Passage shown>
....................
Documentation/locking/seqlock.rst

   1 ======================================
   2 Sequence counters and sequential locks
   3 ======================================
   4
   5 Introduction
   6 ============
   7
   8 Sequence counters are a reader-writer consistency mechanism with
   9 lockless readers (read-only retry loops), and no writer starvation. They
  10 are used for data that's rarely written to (e.g. system time), where the
  11 reader wants a consistent set of information and is willing to retry if
  12 that information changes.
  13
  14 A data set is consistent when the sequence count at the beginning of the
  15 read side critical section is even and the same sequence count value is
  16 read again at the end of the critical section. The data in the set must
  17 be copied out inside the read side critical section. If the sequence
  18 count has changed between the start and the end of the critical section,
  19 the reader must retry.
....................
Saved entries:
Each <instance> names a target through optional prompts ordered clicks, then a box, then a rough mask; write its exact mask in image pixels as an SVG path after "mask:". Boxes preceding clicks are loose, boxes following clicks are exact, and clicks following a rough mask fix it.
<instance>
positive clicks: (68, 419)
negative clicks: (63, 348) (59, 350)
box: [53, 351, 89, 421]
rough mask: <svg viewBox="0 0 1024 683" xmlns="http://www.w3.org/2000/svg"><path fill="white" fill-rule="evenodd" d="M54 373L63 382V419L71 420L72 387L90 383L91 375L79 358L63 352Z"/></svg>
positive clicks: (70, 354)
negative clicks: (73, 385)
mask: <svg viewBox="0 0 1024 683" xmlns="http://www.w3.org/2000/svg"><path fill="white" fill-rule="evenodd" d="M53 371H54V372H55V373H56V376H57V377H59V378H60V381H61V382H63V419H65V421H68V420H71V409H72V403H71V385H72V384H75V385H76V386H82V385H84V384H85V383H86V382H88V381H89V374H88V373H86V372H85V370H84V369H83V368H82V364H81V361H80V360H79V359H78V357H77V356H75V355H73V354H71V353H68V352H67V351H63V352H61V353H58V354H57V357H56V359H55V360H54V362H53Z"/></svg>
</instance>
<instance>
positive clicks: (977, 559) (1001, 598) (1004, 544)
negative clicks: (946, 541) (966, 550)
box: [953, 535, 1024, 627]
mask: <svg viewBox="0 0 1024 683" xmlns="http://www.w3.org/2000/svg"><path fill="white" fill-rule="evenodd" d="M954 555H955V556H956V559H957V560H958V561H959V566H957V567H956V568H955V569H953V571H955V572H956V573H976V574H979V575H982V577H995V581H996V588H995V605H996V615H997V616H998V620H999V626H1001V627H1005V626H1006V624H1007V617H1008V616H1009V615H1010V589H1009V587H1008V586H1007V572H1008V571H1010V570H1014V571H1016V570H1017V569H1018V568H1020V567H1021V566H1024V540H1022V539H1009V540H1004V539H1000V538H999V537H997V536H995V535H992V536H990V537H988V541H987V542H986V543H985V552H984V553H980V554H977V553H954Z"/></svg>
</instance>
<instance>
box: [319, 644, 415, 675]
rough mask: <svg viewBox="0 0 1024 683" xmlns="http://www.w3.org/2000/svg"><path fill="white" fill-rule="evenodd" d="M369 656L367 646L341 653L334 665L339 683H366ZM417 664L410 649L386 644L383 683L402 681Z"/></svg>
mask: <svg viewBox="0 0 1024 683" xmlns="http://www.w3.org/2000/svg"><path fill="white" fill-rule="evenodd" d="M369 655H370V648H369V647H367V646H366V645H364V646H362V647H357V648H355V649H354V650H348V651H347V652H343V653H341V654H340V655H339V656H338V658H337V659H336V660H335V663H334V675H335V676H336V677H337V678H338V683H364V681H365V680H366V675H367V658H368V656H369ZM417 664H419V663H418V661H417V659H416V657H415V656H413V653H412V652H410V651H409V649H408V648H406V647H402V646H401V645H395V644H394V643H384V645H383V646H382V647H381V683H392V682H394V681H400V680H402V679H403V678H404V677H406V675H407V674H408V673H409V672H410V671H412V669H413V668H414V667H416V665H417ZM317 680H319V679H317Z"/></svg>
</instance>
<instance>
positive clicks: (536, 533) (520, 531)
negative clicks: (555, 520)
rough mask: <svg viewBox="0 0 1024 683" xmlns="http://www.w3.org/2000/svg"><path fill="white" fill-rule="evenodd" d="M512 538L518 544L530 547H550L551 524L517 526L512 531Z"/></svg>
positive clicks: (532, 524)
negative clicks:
....................
Directive 1> Find every line in the saved entries that contains the string "negative", matching case exactly, and copy each of those lines.
Directive 2> Please write what comes next in the sequence counter documentation above, starting right after its last sentence.

Your response 1>
negative clicks: (63, 348) (59, 350)
negative clicks: (73, 385)
negative clicks: (946, 541) (966, 550)
negative clicks: (555, 520)
negative clicks:

Your response 2>
  20
  21 Writers increment the sequence count at the start and the end of their
  22 critical section. After starting the critical section the sequence count
  23 is odd and indicates to the readers that an update is in progress. At
  24 the end of the write side critical section the sequence count becomes
  25 even again which lets readers make progress.
  26
  27 A sequence counter write side critical section must never be preempted
  28 or interrupted by read side sections. Otherwise the reader will spin for
  29 the entire scheduler tick due to the odd sequence count value and the
  30 interrupted writer. If that reader belongs to a real-time scheduling
  31 class, it can spin forever and the kernel will livelock.
  32
  33 This mechanism cannot be used if the protected data contains pointers,
  34 as the writer can invalidate a pointer that the reader is following.
  35
  36
  37 .. _seqcount_t:
  38
  39 Sequence counters (``seqcount_t``)
  40 ==================================
  41
  42 This is the the raw counting mechanism, which does not protect against
  43 multiple writers.  Write side critical sections must thus be serialized
  44 by an external lock.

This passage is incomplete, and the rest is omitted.